== Tu tarea ==
Reproduce sin ningún cambio el pasaje del texto sobre la contienda política en México que va desde "Nuestro presidente presume" hasta "ateos sin convicciones.", ambos incluidos.

Como lo he dicho en otras ocasiones, basta con revisar los libros de texto de los estudiantes mexicanos para darnos una idea de cuánto sabemos acerca de nuestra herencia originaria. La táctica revisionista de nuestro pasado indígena nos repele más de lo que nos atrae.
La contienda política:
Cuando Andrés Manuel López Obrador habla de sus “sueños” para México, hace hincapié en que son los pobres quienes ocupan el lugar privilegiado de la agenda nacional. Habría que definir en estos tiempos de pandemia quiénes son los pobres. El presidente mexicano, a lo largo de sus dos primeros años de mandato, no ha trabajo para unir al país y, si no elimina la opacidad de sus procederes, es complicado entender cuáles son sus objetivos respecto al cambio profundo que desea lograr. En más de una ocasión he compartido la mesa con personas a quienes considero brillantes, que conocen al presidente y están verdaderamente convencidos del amor que López Obrador le profesa a México, aunque sus procederes no empaten con sus acciones. Peor aún, cuando habla del país, no tiene idea de qué nos define como tal a pesar de jactarse de ello. Ninguna de las definiciones de lo que es el país, según López Obrador, es suficiente para mover uniformemente a la masa que somos los mexicanos. Jugando un poco al abogado del diablo, así como el presidente no tiene idea de qué es México, tampoco la oposición política lo sabe.
Hoy inicia la anticipada contienda electoral del 2021 e incluso del 2024. Con Ricardo Anaya se comenzará a organizar una oposición fallida contra el gobierno de López Obrador. Me atrevo a decir que las propuestas de los candidatos se limitarán a prometer lo obvio con el mejor ánimo de lograr la victoria electoral. Si Anaya o cualquier político desea ser un verdadero contendiente deberá solucionar el enigma, la palabra, el nombre de Dios que une a México.
Nuestro presidente presume conocer el sentir del pueblo, pero una cosa es conocer a México y sus poblados y, la otra, es conocer en verdad qué nos une. Insisto, si López Obrador lo supiera, no aplaudiría la abnegación y la pobreza como un rasgo que nos enriquece y ennoblece. Lo que no tenemos como mexicanos es orgullo, y tal vez podría ser el orgullo, nuestro Dios, cuya revaloración divina (olvidando que es un pecado capital) podría unirnos en torno a una revolución que presionara a las castas políticas a repensar sus propuestas asistencialistas a favor de una verdadera unión de la vasta región que es México. En un país donde los dioses se cuentan por cientos, es triste saber que somos ateos sin convicciones.
Nota al calce: hoy, ante la catástrofe sanitaria y al ver cómo se comporta la sociedad, me queda claro que el desacato a las medidas de cuidado personal contra el coronavirus es una forma de sublevación débil que, si bien no derriba de tajo las instituciones financieras del país, merma como la humedad los pilares de la credibilidad de México ante el mundo. ¿Quién quiere visitar México?
Crónica de Hugo Alfredo Hinojosa de El Universal.

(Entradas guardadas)
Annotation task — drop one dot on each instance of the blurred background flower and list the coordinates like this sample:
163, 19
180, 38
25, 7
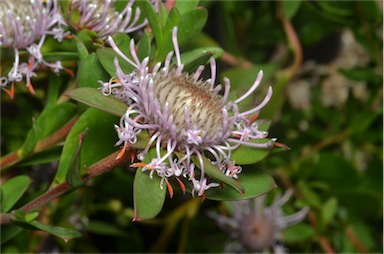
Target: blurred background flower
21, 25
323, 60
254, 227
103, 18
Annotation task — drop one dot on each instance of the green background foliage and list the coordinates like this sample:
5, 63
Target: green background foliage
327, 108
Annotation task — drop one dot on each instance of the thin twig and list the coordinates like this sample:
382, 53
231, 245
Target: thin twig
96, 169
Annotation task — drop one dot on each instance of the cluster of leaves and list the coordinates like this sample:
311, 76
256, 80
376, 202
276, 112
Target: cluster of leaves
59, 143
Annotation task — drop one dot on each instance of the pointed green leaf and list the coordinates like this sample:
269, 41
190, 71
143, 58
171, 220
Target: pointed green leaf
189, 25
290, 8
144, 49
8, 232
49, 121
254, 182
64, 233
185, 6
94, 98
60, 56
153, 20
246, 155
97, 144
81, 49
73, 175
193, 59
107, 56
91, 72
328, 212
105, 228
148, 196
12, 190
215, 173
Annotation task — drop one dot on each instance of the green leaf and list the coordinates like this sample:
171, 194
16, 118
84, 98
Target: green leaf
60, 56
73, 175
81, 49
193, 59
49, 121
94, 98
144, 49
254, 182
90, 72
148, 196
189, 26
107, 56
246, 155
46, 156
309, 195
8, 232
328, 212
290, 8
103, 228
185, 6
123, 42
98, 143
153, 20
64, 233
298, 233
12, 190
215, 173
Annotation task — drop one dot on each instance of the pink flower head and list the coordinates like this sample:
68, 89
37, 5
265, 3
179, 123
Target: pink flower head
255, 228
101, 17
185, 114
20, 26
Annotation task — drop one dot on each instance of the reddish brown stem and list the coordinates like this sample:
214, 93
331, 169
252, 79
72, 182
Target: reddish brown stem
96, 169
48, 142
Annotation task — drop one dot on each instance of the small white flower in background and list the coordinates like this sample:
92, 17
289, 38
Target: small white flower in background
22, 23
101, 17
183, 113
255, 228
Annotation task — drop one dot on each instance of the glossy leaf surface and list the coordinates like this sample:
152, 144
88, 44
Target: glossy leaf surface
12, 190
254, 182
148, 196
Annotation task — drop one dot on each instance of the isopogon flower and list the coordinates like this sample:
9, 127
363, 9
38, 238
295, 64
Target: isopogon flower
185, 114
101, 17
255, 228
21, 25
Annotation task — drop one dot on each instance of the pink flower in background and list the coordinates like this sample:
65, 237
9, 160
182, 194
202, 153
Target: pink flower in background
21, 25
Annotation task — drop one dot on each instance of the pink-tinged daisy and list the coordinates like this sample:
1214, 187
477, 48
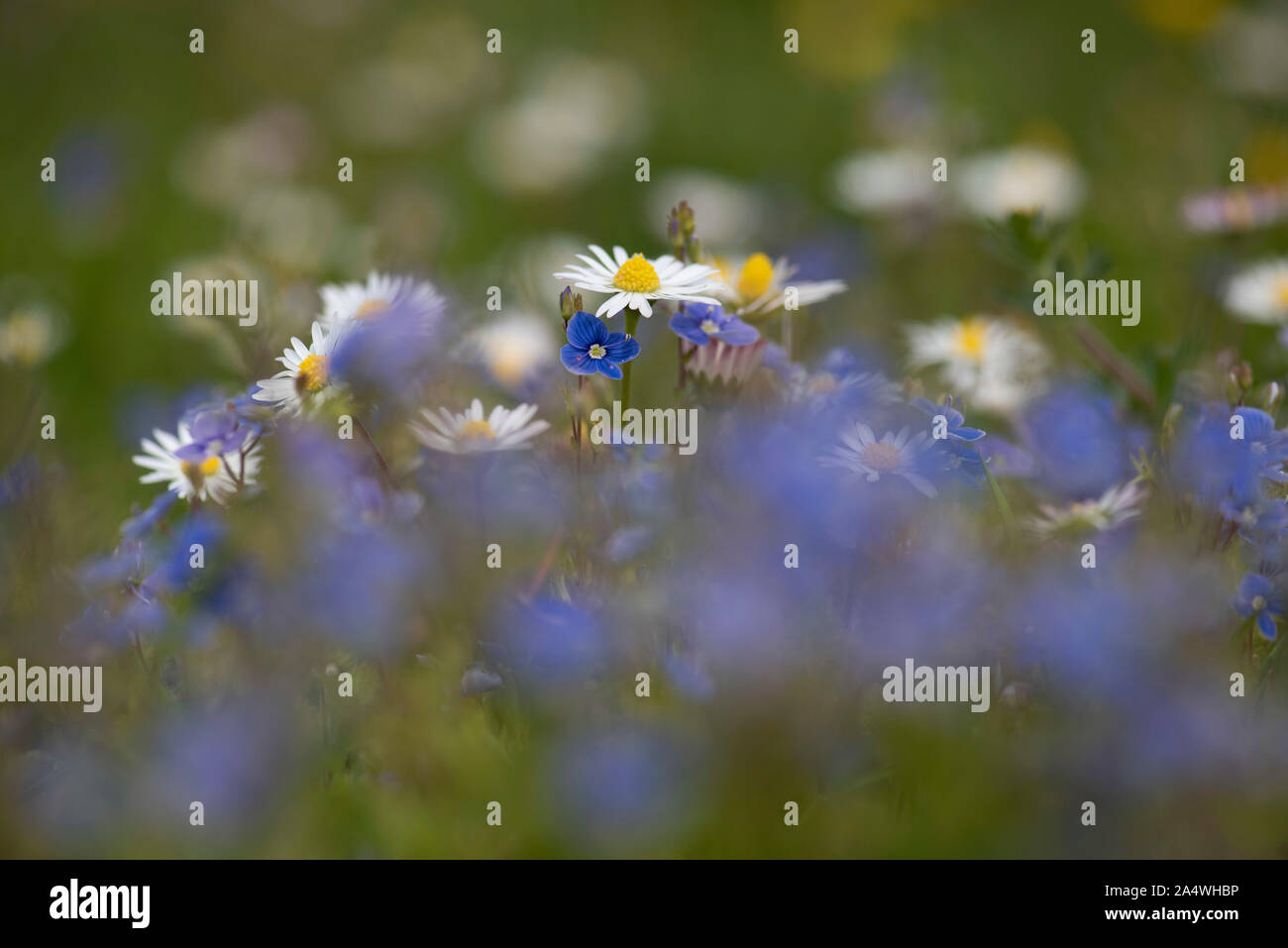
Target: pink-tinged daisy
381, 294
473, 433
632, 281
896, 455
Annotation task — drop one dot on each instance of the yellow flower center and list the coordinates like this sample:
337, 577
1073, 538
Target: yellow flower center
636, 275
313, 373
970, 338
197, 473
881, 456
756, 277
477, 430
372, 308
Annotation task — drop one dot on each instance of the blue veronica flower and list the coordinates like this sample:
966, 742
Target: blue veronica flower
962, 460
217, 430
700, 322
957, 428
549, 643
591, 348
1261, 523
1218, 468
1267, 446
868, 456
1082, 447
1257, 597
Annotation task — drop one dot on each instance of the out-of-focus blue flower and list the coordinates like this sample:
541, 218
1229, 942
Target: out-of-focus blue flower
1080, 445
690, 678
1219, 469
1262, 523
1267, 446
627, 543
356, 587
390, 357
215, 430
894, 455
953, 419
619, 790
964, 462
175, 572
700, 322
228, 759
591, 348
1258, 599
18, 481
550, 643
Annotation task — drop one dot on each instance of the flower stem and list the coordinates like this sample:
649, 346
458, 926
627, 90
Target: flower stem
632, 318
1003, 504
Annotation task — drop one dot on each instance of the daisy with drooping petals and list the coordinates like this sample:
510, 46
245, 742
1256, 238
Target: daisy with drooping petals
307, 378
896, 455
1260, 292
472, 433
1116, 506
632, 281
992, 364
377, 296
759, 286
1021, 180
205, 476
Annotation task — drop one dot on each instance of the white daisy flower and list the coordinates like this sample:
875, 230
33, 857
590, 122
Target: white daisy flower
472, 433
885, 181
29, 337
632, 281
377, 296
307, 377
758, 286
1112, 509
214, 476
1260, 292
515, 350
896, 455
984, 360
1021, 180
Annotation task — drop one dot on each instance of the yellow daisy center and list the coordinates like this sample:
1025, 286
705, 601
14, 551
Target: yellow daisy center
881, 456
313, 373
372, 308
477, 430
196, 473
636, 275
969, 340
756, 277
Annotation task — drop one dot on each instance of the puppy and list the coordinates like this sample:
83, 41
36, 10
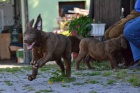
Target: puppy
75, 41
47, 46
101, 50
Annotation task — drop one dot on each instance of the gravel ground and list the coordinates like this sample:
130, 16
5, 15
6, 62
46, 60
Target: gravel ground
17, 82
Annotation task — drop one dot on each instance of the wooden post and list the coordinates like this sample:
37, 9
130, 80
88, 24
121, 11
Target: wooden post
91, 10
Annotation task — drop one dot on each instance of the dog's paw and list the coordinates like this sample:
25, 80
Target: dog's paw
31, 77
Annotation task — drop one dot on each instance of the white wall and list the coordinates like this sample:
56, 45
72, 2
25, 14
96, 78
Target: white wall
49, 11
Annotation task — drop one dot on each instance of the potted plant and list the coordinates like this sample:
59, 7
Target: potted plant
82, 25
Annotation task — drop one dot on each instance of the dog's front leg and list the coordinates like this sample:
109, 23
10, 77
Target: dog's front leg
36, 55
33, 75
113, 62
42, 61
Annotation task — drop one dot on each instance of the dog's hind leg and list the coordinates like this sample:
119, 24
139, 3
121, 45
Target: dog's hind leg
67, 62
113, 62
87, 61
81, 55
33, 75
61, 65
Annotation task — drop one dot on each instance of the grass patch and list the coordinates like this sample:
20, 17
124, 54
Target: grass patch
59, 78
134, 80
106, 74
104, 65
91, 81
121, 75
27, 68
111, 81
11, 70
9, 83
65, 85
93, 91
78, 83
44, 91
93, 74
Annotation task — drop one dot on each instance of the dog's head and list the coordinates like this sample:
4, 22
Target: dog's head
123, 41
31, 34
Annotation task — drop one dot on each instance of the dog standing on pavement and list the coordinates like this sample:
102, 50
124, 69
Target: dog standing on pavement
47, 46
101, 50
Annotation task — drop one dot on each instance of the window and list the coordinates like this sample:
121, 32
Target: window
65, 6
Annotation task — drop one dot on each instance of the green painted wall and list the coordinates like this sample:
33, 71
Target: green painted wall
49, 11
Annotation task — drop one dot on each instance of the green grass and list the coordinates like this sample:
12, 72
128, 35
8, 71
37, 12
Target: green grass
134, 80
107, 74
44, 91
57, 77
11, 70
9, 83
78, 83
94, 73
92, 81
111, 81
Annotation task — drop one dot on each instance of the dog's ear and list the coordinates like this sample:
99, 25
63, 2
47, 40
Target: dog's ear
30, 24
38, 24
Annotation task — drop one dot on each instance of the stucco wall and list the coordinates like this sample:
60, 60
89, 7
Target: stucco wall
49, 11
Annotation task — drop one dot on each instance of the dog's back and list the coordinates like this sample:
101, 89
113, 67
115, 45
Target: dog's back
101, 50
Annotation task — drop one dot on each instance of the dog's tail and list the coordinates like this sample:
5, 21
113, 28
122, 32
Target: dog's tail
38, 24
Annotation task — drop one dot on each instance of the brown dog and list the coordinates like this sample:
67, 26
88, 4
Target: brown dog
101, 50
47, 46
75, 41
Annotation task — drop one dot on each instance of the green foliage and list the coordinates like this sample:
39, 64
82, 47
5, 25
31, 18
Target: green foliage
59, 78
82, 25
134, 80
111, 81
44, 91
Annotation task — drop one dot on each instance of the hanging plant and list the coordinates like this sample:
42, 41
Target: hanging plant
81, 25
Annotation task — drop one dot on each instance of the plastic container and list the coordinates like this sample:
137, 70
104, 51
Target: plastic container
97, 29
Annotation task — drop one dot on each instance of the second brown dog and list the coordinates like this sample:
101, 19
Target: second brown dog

...

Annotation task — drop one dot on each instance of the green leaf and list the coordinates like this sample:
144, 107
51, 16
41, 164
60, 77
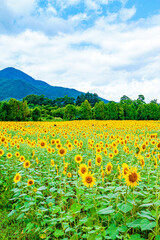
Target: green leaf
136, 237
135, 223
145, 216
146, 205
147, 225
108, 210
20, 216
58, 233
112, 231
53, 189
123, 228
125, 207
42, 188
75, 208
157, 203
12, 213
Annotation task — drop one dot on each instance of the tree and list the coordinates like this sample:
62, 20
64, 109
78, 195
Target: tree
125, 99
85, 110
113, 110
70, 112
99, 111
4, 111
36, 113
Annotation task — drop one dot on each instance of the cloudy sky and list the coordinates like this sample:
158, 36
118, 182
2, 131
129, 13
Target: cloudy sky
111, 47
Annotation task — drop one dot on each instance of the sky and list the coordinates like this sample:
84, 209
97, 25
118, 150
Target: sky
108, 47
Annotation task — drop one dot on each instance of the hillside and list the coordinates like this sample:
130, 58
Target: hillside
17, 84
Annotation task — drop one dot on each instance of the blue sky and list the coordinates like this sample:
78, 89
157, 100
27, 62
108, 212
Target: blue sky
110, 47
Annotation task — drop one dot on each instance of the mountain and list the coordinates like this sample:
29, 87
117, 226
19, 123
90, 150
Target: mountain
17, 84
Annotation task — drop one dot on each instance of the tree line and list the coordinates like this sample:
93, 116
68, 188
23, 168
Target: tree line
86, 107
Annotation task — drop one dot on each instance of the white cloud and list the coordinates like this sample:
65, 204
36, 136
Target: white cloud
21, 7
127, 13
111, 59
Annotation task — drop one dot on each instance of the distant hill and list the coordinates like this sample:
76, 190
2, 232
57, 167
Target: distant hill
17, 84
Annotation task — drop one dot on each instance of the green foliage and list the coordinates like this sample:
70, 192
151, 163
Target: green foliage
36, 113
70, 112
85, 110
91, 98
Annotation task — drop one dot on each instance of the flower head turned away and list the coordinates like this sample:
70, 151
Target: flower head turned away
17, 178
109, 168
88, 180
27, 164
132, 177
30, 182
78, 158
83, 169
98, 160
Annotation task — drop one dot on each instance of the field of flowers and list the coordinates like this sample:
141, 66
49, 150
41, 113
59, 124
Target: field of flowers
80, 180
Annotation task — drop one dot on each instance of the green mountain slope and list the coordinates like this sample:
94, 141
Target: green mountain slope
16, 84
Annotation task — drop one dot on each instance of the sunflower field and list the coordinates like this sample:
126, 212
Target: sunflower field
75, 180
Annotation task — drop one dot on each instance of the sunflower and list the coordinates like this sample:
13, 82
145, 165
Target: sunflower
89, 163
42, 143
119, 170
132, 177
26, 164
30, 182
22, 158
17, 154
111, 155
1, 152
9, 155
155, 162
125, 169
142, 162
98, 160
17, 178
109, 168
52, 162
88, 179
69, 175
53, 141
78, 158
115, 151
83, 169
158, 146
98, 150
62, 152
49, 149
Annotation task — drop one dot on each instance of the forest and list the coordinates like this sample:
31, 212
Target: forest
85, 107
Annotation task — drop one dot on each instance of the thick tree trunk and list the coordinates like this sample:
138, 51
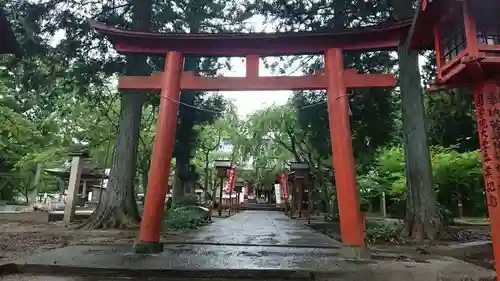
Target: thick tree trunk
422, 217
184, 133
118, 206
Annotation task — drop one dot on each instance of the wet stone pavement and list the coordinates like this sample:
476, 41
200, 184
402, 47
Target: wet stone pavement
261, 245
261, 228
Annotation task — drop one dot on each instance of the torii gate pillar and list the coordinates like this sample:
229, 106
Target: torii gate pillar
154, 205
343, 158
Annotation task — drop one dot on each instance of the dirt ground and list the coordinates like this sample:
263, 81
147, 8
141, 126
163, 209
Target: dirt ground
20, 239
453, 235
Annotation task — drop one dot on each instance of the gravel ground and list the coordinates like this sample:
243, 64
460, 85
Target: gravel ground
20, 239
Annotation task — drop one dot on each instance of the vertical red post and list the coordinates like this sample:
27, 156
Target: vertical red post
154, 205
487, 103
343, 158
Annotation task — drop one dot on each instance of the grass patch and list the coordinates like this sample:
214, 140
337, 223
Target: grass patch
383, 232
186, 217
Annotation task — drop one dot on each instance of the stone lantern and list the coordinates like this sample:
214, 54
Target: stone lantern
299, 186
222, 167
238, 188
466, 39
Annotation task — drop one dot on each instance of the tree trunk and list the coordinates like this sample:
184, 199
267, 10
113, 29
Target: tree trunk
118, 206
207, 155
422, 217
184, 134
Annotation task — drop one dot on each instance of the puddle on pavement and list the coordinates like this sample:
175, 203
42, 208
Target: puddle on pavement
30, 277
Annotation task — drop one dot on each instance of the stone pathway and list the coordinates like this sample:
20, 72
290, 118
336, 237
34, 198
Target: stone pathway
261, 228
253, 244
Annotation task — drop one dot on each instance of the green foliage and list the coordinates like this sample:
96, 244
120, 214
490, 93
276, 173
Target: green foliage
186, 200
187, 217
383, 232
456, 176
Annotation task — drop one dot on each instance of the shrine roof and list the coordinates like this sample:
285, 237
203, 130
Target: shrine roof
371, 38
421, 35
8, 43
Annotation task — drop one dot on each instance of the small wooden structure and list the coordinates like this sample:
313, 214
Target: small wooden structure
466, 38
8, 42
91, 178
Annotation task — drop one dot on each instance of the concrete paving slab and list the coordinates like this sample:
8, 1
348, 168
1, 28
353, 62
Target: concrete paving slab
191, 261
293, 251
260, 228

== Tarea resuelta ==
Nuestro presidente presume conocer el sentir del pueblo, pero una cosa es conocer a México y sus poblados y, la otra, es conocer en verdad qué nos une. Insisto, si López Obrador lo supiera, no aplaudiría la abnegación y la pobreza como un rasgo que nos enriquece y ennoblece. Lo que no tenemos como mexicanos es orgullo, y tal vez podría ser el orgullo, nuestro Dios, cuya revaloración divina (olvidando que es un pecado capital) podría unirnos en torno a una revolución que presionara a las castas políticas a repensar sus propuestas asistencialistas a favor de una verdadera unión de la vasta región que es México. En un país donde los dioses se cuentan por cientos, es triste saber que somos ateos sin convicciones.